• [Required task]:
Tally the lines in the records below that contain the string "gets", where case counts, and reply with only the number.

--- Dataset records ---

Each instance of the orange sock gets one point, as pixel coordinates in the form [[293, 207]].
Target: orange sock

---
--- Dataset records ---

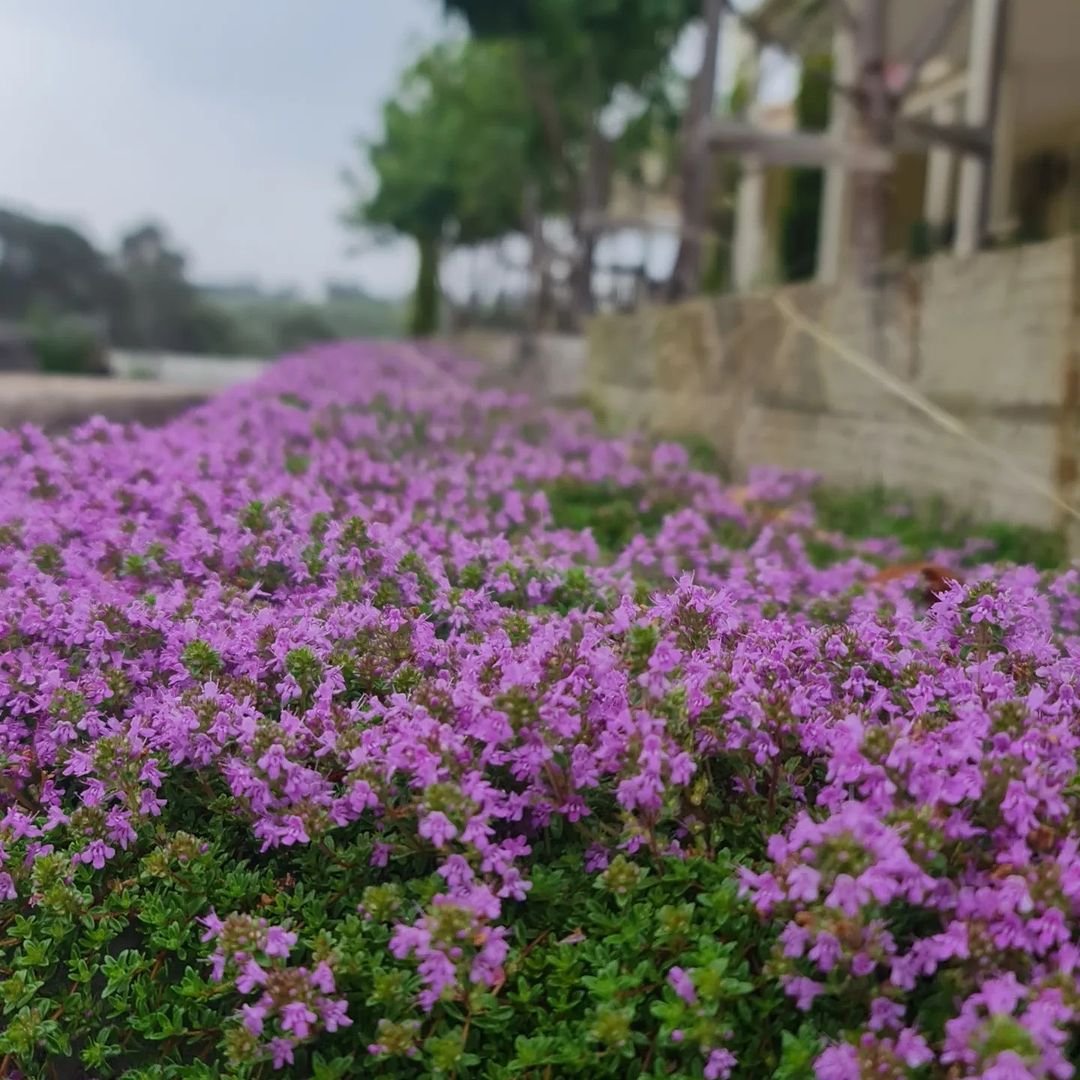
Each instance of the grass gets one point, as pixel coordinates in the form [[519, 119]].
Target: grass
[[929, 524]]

---

• [Response for this exercise]:
2